* Exercise text
Revenge is a dish best served by…Godzilla!

Recently got the terrible news that a friend and co-worker had been run down by a garbage truck. Thankfully Ching-Yee survived albeit with some pretty bad injuries. Now she’s stuck in hospital while she waits for her broken bits to get better. Ching’s husband James put out the call for her wide ranging artist and animator friends to get scribbling to encourage her to do some of her own drawing and keep her mind occupied, this is my small contribution. Predictably, a large scaly animal destroys something!

That’ll teach garbage trucks to pick on small animators on scooters.

War Paint: Styracosaurus

Argh! Angry spiky lizard parrot thing! Run away!

This guy has been slow going as I’ve been spending my days waving the digital brush at Blue Rocket Productions, so it’s been a little difficult motivating myself to do it all over again after the kids have gone to bed.

Styracosaurus has been a favourite of mine since I was a kid. The bizarre combination of spikes and scales and beak all brought together in a rhino sized bundle of weirdness is just so appealing.

My references were as wide ranging as Rhinos, Chameleons and Black Cockatoos, and of course some scientific literature about ceratopsian anatomy. I did play with the markings quite a bit before settling on the pattern you see for his ‘war paint’. I wanted to do something different to what I’ve seen elsewhere but keep it well within the realm of reality, so I found some great existing lizard markings which were similar and expanded on them to keep it functionally realistic for something this big…. I hope.

* Provided information
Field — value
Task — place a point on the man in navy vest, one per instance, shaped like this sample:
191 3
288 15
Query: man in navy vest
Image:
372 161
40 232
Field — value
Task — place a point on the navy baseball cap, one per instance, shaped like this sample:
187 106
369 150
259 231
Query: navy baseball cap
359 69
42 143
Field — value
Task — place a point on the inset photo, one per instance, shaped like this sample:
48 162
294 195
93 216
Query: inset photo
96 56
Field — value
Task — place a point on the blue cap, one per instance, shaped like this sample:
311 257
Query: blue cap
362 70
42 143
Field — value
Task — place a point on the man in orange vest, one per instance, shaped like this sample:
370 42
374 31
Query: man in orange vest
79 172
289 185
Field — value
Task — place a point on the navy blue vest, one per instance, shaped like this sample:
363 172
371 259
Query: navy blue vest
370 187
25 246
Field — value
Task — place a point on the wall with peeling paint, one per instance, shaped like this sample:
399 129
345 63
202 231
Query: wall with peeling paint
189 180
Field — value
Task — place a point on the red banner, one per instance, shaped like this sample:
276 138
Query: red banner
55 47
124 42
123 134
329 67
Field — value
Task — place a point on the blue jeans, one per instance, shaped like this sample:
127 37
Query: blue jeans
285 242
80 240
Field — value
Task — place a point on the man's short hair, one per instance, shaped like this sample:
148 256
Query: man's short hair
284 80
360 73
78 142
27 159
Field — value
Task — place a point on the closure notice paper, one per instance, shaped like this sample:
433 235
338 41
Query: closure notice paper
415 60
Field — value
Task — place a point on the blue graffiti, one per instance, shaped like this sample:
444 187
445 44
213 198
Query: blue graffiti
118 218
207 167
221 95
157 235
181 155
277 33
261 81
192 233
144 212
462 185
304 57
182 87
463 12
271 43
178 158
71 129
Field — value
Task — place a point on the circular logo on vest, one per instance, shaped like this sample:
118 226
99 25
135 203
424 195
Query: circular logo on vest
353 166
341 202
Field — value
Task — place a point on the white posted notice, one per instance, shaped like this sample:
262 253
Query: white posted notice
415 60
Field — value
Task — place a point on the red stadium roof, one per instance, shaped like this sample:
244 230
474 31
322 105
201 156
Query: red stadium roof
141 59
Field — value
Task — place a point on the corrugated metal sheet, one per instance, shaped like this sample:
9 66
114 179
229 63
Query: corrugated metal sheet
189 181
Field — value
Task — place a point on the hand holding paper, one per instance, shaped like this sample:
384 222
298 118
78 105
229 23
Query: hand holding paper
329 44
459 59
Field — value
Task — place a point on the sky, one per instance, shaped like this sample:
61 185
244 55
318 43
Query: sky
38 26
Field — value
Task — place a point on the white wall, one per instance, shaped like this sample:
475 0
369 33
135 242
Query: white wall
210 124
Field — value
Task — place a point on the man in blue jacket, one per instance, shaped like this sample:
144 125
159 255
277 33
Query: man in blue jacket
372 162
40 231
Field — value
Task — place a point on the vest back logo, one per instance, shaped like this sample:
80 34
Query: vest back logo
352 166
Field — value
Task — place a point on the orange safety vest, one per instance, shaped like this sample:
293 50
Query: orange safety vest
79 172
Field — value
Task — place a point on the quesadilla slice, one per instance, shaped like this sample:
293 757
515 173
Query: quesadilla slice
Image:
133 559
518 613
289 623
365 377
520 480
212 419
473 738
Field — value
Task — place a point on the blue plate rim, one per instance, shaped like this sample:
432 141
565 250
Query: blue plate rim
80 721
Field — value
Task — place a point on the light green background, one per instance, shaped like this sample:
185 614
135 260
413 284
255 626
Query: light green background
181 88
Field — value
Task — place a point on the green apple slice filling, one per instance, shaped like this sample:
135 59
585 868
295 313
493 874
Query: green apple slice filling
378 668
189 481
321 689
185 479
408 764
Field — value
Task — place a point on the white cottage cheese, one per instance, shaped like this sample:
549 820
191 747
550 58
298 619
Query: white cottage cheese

* Exercise set
• A. In the art blog excerpt, which three animals are named among the references for the Styracosaurus?
• B. Extend the art blog excerpt beyond the point where it stops, keeping its voice.
The items play no part in this.

* Responses by task
• A. Rhinos, chameleons and black cockatoos.

• B.
This painting started out as only a few gestural lines on paper, scratched down as I walked through the office on the way to do something else…The final image was already resolved in my head, and I knew I wanted to do it, but being time poor I didn’t want to lose it when I ran out of time and/or the next idea came stomping through and swept it away. It was almost like a post it note to do that thing, you know, right between doing the shopping and putting out the bins.

I’ve got another 3 paintings on the back burner, for those of you tired of seeing dinosaurs, at least one of them isn’t about large scaly extinct animals (it has an actual person and…uh…. angry clockwork monkeys!),  though I’ve committed to do another dinosaur pic before Xmas over here so it’ll be a little while yet before the blog sees something less dinosaurish!

Listen to the Scientist..

So a little while ago I posted my version of Diabloceratops here.

It was inspired by Dave Hone hosting a guest post from Palaeontologist Jim Kirkland introducing Diabloceratops.

In the comments a discussion emerged about the nasal horn and Jim Kirkland, one of the authors of the paper, pointed out that Diabloceratops had a small secondary horn in front of the other one.

I’d just done a rough image and by the time I started on a polished version I’d completely forgotten the correction. *Sigh*.

Accuracy, and particularly anatomical accuracy, are the bread and butter of palaeontologists, they live and breathe this stuff. Why is it so important? Simply put, those details allow palaeontologists to understand the flow of life through time, the interrelatedness and relationships between animals, diet and even sometimes their behaviour.

Of course, that it was one of the paper’s authors who’d pointed out the facts and I’d blithely gone on my way without taking a moment to learn something new is pretty damn poor too!

So, if you’re out there Mr. Kirkland, here’s a very small, but not necessarily insignificant, revision.(now with bonus prettier frill)

Too long without a Dinosaur

Ok, so this looks nothing like the chicken picture(or whatever the heck that thing was) that I said I was working on in that post below.
I decided to do a little side project with one of my favourite animals, Styracosaurus.
Previously king of the bizarre head gear, now ousted by such freaks as Diabloceratops and that emo fringe bearing Kosomoceratops. Someone had to give the old favourite some love.

So I thought I’d better give Styracosaurus some attention before returning to polar dinosaurs(oops, did I let that slip?). Ok, so it’s a bit of a cliche, the charging horned dinosaur, but I really do need to get it out of my system.

Work in progress. Working in the values. Colour to come later.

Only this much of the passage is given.